INSTRUCTIONS:
1 – Write out the part of the Joseph Mwanamveka biography from "Joseph Mathyola Mwanamveka" up to and including "and executive training.".
2 – According to the Joseph Mwanamveka biography, which bank did he lead as chief executive?
3 – Carry the Joseph Mwanamveka biography forward from its last sentence.

━━ READING TEXT ━━

Minister of Finance and Economic Affairs
- Incumbent
- Assumed office 5 October 2025
- President: Peter Mutharika
- Preceded by: Simplex Chithyola Banda

Minister of Finance and Economic Affairs
- In office 2019–2020
- President: Peter Mutharika
- Preceded by: Goodall Gondwe
- Succeeded by: Felix Mlusu

Personal details
- Born: 19 October 1964 (age 61) Malawi
- Party: Democratic Progressive Party (Malawi)
- Education: University of Malawi

= Joseph Mwanamveka =

Malawian economist, banker and politician

Joseph Mathyola Mwanamveka is a Malawian economist, banker and politician who serves as the Minister of Finance and Economic Affairs, having been appointed to that position in October 2025 by President Peter Mutharika. He previously held the same post under earlier administrations, and has held senior roles in Malawi’s banking and finance sectors, as well as in Cabinet portfolios under the Democratic Progressive Party.

== Early life and education ==
Mwanamveka trained as an economist and studied at the University of Malawi, where he obtained undergraduate and postgraduate qualifications in economics. He later undertook executive training and short courses overseas, including programmes described as being associated with international institutions and executive training.

== Career ==
=== Banking and civil service ===
Mwanamveka began his professional career in Malawi’s financial sector and held senior positions at the Reserve Bank of Malawi and in several state and private financial institutions. He served in management positions at Continental Discount House and as chief executive of Malawi Savings Bank, and was reported to have helped establish or strengthen financial-markets functions at the central bank early in his career. He was reported to have served in senior treasury and public finance roles before entering frontline politics, and to have acted as an alternate governor to international financial institutions on behalf of Malawi at times during his public service.

━━━
━━ DATASET ━━

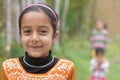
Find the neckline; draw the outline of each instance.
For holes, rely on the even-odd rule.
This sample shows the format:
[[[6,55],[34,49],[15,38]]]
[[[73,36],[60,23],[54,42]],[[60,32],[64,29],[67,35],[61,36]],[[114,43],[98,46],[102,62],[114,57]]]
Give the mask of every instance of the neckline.
[[[27,63],[27,62],[25,61],[25,57],[23,57],[23,61],[24,61],[24,63],[25,63],[26,65],[28,65],[29,67],[33,67],[33,68],[44,68],[44,67],[47,67],[48,65],[50,65],[50,64],[54,61],[54,57],[52,57],[52,59],[51,59],[51,61],[50,61],[49,63],[47,63],[47,64],[45,64],[45,65],[41,65],[41,66],[35,66],[35,65],[31,65],[31,64]]]
[[[19,58],[17,58],[16,60],[17,60],[17,62],[18,62],[18,66],[20,67],[20,69],[23,71],[24,74],[34,75],[34,76],[45,75],[45,74],[48,74],[48,73],[52,72],[52,70],[53,70],[54,68],[56,68],[57,65],[61,62],[61,59],[58,59],[57,63],[56,63],[49,71],[47,71],[47,72],[44,73],[44,74],[36,74],[36,73],[29,73],[29,72],[27,72],[27,71],[24,69],[24,67],[22,66],[21,62],[19,61]]]

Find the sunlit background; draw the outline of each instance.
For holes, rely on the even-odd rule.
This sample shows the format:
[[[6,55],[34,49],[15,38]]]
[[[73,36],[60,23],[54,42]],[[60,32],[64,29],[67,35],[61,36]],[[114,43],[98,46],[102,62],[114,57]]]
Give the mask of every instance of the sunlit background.
[[[32,3],[48,4],[57,12],[60,36],[53,55],[74,62],[77,80],[90,80],[90,35],[94,20],[103,20],[109,31],[107,80],[120,80],[120,0],[0,0],[0,67],[5,59],[24,55],[18,17]]]

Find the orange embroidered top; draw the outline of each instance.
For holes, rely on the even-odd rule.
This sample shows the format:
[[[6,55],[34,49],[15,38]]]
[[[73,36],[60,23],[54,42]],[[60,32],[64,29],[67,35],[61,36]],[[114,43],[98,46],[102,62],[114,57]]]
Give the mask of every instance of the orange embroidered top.
[[[3,62],[1,77],[2,80],[76,80],[74,64],[64,59],[59,59],[58,62],[44,74],[28,73],[18,58],[8,59]]]

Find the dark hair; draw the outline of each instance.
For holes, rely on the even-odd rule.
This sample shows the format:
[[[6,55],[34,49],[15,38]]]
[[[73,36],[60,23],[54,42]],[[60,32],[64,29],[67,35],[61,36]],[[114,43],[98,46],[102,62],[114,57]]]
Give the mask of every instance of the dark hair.
[[[103,49],[103,48],[96,48],[96,55],[104,54],[104,53],[105,53],[105,49]]]
[[[42,4],[42,5],[45,5],[45,4]],[[47,7],[49,7],[48,5],[45,5]],[[52,11],[54,11],[51,7],[49,7]],[[20,17],[19,17],[19,31],[21,33],[21,20],[22,20],[22,17],[24,16],[24,14],[28,13],[28,12],[31,12],[31,11],[37,11],[39,12],[40,10],[42,10],[45,14],[48,15],[48,17],[50,18],[51,20],[51,24],[52,24],[52,28],[53,28],[53,32],[55,33],[56,30],[57,30],[57,20],[56,20],[56,17],[55,15],[57,16],[57,14],[55,13],[55,15],[46,7],[43,7],[43,6],[40,6],[40,4],[38,5],[35,5],[35,6],[30,6],[30,7],[27,7],[25,8],[22,13],[20,14]],[[58,16],[57,16],[58,17]]]

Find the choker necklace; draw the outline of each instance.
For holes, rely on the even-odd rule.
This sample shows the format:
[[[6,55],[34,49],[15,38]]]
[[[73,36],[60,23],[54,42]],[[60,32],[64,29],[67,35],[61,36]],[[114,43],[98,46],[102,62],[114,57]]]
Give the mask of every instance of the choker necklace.
[[[26,65],[28,65],[28,66],[30,66],[30,67],[33,67],[33,68],[44,68],[44,67],[47,67],[48,65],[50,65],[50,64],[54,61],[54,57],[52,57],[52,60],[51,60],[49,63],[47,63],[47,64],[45,64],[45,65],[42,65],[42,66],[34,66],[34,65],[31,65],[31,64],[27,63],[27,62],[25,61],[25,56],[23,57],[23,61],[24,61],[24,63],[25,63]]]

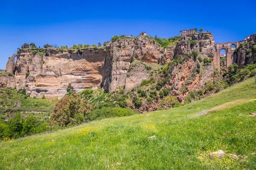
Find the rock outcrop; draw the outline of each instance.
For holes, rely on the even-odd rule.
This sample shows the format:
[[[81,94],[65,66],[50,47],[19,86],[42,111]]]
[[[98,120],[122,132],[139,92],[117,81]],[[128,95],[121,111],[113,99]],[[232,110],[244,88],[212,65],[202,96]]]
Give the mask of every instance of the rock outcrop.
[[[145,73],[145,67],[130,70],[132,73],[129,74],[131,77],[127,76],[131,62],[132,60],[137,60],[148,63],[158,63],[162,57],[163,48],[155,44],[150,37],[141,36],[136,40],[127,36],[115,41],[107,45],[106,50],[102,86],[106,91],[112,92],[122,86],[126,87],[126,91],[129,90],[140,85],[143,79],[148,79],[148,75],[143,75]],[[142,72],[136,72],[140,71]]]
[[[214,57],[214,40],[212,34],[205,32],[196,33],[193,36],[183,36],[176,46],[174,58],[184,56],[195,50],[202,57]]]
[[[43,53],[32,54],[36,50]],[[18,90],[25,88],[31,96],[61,97],[67,93],[69,83],[76,92],[97,86],[102,80],[105,53],[103,48],[19,50],[15,73],[16,86]]]
[[[0,88],[4,88],[9,87],[14,88],[15,87],[15,77],[12,74],[8,73],[6,73],[4,75],[0,74]]]
[[[111,43],[106,47],[102,85],[106,91],[114,91],[119,87],[125,85],[135,46],[135,40],[131,37],[127,37]]]
[[[162,57],[163,48],[147,36],[139,37],[136,40],[134,59],[148,63],[158,63]]]
[[[150,72],[140,62],[132,63],[126,74],[125,82],[125,93],[139,86],[142,81],[150,79]]]
[[[14,68],[15,67],[15,57],[17,55],[17,54],[15,54],[9,58],[7,63],[6,64],[6,71],[8,73],[11,73],[12,74],[14,74]]]

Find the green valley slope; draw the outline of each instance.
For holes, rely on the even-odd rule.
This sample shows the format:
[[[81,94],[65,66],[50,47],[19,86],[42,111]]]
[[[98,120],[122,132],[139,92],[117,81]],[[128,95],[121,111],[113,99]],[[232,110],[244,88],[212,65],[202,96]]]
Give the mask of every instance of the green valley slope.
[[[256,89],[250,78],[180,108],[1,142],[0,169],[255,169]]]

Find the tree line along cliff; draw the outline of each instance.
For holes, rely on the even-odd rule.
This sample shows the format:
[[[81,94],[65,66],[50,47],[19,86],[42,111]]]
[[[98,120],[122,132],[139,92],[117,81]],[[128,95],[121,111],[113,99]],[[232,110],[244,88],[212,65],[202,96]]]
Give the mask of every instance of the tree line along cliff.
[[[105,48],[19,49],[7,62],[9,73],[1,74],[0,87],[24,88],[32,97],[61,97],[70,84],[76,92],[93,87],[114,92],[123,87],[127,93],[150,82],[148,93],[154,88],[170,89],[169,96],[184,102],[191,91],[205,88],[219,76],[210,32],[181,37],[166,45],[148,35],[115,38]],[[256,40],[249,41],[235,50],[234,62],[240,64],[244,55],[247,62],[255,60]]]

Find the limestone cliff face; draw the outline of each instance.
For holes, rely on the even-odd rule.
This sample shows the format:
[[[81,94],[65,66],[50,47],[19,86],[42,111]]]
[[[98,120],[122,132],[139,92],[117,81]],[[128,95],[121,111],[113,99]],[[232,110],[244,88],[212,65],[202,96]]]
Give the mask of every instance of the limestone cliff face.
[[[193,41],[195,44],[192,45],[191,43]],[[184,57],[193,50],[202,57],[213,58],[214,46],[212,34],[209,32],[182,37],[177,45],[171,45],[164,50],[148,36],[139,36],[136,40],[127,36],[106,47],[102,85],[108,91],[114,91],[125,86],[125,91],[127,91],[140,85],[143,79],[149,79],[150,76],[145,67],[137,66],[129,69],[132,59],[145,63],[164,65],[178,57]],[[213,71],[213,68],[211,71]]]
[[[111,43],[106,47],[102,85],[106,91],[114,91],[119,87],[125,85],[135,46],[135,40],[132,37],[128,37]]]
[[[234,52],[233,57],[233,63],[236,63],[240,68],[249,64],[256,60],[256,51],[253,49],[253,45],[256,43],[256,38],[249,40],[244,43],[243,45],[238,47],[236,52]]]
[[[174,52],[176,48],[176,45],[169,46],[165,49],[164,55],[162,58],[162,63],[165,64],[172,60],[174,55]]]
[[[192,42],[195,44],[192,44]],[[186,54],[191,53],[192,50],[200,53],[202,57],[213,58],[214,42],[212,34],[208,32],[196,33],[193,36],[182,37],[176,46],[174,58],[184,56]]]
[[[14,73],[14,68],[15,67],[15,57],[17,55],[17,54],[15,54],[10,57],[7,63],[6,64],[6,72],[11,73],[12,74]]]
[[[41,55],[32,54],[32,50],[18,52],[15,72],[17,89],[25,88],[31,96],[60,97],[69,83],[79,92],[102,80],[106,52],[103,48],[76,51],[47,48]]]
[[[200,71],[203,74],[199,74],[195,69],[197,64],[198,62],[189,60],[183,64],[178,64],[172,71],[166,87],[172,88],[172,95],[176,96],[180,102],[184,102],[189,91],[203,89],[205,82],[211,81],[214,76],[212,65],[201,68]]]
[[[125,93],[139,86],[143,80],[150,79],[150,72],[140,62],[134,62],[128,70],[125,83]]]
[[[0,76],[0,88],[9,87],[14,88],[15,87],[15,80],[14,76],[6,74],[4,76]]]
[[[162,57],[163,48],[147,36],[140,36],[134,52],[135,59],[147,63],[157,63]]]

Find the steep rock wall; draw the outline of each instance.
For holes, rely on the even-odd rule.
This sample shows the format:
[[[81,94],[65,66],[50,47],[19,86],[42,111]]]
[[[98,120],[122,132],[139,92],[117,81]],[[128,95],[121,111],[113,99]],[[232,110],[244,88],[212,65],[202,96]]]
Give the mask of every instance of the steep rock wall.
[[[106,47],[102,85],[106,91],[114,91],[119,87],[125,85],[135,46],[135,40],[128,37],[111,43]]]
[[[191,44],[192,42],[195,42],[194,45]],[[186,54],[191,53],[192,50],[195,50],[202,57],[213,58],[214,42],[212,34],[208,32],[182,37],[174,51],[174,58],[184,56]]]
[[[32,54],[32,49],[20,50],[15,66],[16,85],[25,88],[30,96],[63,96],[71,83],[81,91],[101,82],[105,50],[88,48],[73,50],[47,48],[44,55]]]
[[[140,36],[136,40],[132,37],[127,37],[111,42],[106,49],[105,73],[102,86],[106,91],[111,92],[122,86],[127,86],[125,90],[129,90],[131,87],[140,84],[144,78],[148,79],[148,76],[142,75],[144,72],[141,68],[138,68],[137,71],[141,70],[142,72],[133,71],[129,74],[131,77],[127,76],[132,59],[148,63],[158,63],[163,53],[162,48],[155,44],[151,38],[145,36]]]
[[[15,87],[15,77],[9,76],[8,74],[3,76],[0,76],[0,88],[9,87],[14,88]]]

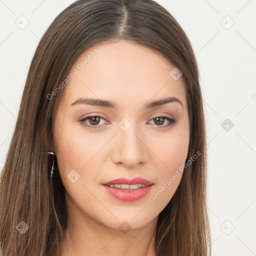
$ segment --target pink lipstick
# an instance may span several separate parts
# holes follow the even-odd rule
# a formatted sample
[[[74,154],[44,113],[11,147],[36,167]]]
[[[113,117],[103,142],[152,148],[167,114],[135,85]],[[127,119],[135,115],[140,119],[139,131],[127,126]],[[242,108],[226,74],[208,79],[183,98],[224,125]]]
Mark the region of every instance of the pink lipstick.
[[[126,202],[136,201],[148,194],[153,182],[144,178],[120,178],[102,184],[106,191],[113,198]]]

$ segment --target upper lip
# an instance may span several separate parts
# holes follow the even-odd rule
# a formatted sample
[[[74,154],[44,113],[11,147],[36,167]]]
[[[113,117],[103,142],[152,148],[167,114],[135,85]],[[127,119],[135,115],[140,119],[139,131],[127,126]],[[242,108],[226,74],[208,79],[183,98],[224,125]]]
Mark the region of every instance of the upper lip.
[[[126,178],[120,178],[112,180],[106,183],[104,185],[112,185],[114,184],[128,184],[128,185],[134,185],[135,184],[142,184],[146,186],[153,184],[152,182],[150,182],[143,178],[136,178],[132,179]]]

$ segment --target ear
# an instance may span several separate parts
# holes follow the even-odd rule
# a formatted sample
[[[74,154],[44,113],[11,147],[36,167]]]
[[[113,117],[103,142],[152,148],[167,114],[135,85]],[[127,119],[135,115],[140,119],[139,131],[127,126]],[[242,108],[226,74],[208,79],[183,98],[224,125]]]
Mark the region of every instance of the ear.
[[[54,142],[54,138],[53,138],[52,139],[50,139],[50,141],[49,142],[48,150],[49,150],[49,152],[53,152],[54,154],[56,154],[56,149],[55,148],[55,143]]]

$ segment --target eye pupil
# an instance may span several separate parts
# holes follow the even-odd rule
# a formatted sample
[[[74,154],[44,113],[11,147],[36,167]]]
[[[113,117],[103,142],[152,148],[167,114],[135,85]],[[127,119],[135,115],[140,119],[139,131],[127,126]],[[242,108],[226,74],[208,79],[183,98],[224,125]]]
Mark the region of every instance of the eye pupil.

━━━

RESPONSES:
1 –
Joseph Mathyola Mwanamveka is a Malawian economist, banker and politician who serves as the Minister of Finance and Economic Affairs, having been appointed to that position in October 2025 by President Peter Mutharika. He previously held the same post under earlier administrations, and has held senior roles in Malawi’s banking and finance sectors, as well as in Cabinet portfolios under the Democratic Progressive Party.

== Early life and education ==
Mwanamveka trained as an economist and studied at the University of Malawi, where he obtained undergraduate and postgraduate qualifications in economics. He later undertook executive training and short courses overseas, including programmes described as being associated with international institutions and executive training.

2 – Malawi Savings Bank.

3 –
=== Ministerial and political career ===
Mwanamveka entered national politics with the Democratic Progressive Party (DPP) and won election as Member of Parliament for Chiradzulu South. He was appointed to cabinet posts during DPP administrations, including serving as Minister of Trade and Industry and later as Minister of Agriculture before being appointed Minister of Finance and Economic Affairs in the late 2010s. He also served as Finance Minister between 2019 and 2020.

Following a period in opposition, he continued to be a senior figure within the DPP and served in party leadership roles, including as a regional vice-president and as the party’s spokesperson on finance in Parliament.

In October 2025, he was reappointed Minister of Finance and Economic Affairs by President Peter Mutharika after Mutharika returned to office, marking a high-profile cabinet comeback to the treasury portfolio. This appointment was widely reported by international wire services and national press. In 2026 his financial plans predicted a 4% growth in GDP and a reduction in inflation to 15%. The budget's largest allocation was for education to fund free primary and secondary education.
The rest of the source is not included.